▶ **WHAT TO WORK ON**
In the entries that follow, find the line containing "Question. Indicate one point on each instance of the roadside"; from there, copy every line exactly through the line containing "Question. Indicate one point on each instance of the open".

▶ **WORKING DATA**
[Start of section]

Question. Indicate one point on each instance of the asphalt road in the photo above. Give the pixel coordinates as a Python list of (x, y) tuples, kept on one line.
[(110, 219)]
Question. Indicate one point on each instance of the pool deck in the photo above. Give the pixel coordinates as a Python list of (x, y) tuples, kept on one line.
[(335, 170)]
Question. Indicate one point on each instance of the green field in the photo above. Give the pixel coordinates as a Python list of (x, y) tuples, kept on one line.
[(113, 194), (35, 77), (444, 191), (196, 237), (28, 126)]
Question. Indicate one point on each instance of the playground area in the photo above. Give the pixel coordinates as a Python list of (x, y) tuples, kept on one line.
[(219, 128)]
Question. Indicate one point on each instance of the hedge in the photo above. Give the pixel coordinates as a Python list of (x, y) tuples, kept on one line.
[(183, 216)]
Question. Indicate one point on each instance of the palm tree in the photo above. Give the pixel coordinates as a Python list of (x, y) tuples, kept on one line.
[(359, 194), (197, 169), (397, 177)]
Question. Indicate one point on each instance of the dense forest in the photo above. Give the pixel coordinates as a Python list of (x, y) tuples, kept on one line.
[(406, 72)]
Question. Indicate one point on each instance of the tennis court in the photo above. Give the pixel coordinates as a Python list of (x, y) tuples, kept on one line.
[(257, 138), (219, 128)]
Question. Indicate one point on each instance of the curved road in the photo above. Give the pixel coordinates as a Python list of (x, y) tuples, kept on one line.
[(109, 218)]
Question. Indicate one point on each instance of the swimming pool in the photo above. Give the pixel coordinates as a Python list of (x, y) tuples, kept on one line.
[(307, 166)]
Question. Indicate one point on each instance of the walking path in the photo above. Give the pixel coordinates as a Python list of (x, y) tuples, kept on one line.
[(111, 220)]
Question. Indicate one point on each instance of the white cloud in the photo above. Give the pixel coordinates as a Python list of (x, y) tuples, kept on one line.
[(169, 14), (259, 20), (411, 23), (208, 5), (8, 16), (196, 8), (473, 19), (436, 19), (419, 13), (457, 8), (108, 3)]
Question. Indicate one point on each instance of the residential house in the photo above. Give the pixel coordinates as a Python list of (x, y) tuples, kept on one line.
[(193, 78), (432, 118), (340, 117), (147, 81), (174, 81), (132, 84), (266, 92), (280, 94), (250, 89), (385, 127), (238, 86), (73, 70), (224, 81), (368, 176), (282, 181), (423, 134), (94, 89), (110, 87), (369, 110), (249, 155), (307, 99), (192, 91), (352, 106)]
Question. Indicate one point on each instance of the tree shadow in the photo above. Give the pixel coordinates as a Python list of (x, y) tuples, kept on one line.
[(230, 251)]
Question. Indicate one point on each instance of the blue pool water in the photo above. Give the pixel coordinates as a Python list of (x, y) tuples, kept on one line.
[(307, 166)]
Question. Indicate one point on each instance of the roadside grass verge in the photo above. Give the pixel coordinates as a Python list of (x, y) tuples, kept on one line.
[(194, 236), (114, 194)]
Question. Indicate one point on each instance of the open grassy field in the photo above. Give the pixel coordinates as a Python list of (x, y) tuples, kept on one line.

[End of section]
[Start of section]

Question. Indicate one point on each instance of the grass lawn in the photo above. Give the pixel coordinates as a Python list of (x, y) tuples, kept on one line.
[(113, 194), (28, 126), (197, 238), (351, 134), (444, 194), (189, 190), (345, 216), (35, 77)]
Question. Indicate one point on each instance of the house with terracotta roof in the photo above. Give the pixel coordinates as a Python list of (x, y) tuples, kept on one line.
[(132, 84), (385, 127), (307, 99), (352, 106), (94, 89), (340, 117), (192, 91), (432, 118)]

[End of section]

▶ **EXERCISE SOLUTION**
Question. Indicate one point on each instance of the roadside grass verge in the photo above. Give the pixel coordinates as a Python list of (x, y) tuples, kept on one line.
[(194, 236), (114, 194)]
Question. Indicate one point on each instance of the open grassy field in the photo above. Give the pixel coordinates as a Python list of (x, y) tuples, kept on one line.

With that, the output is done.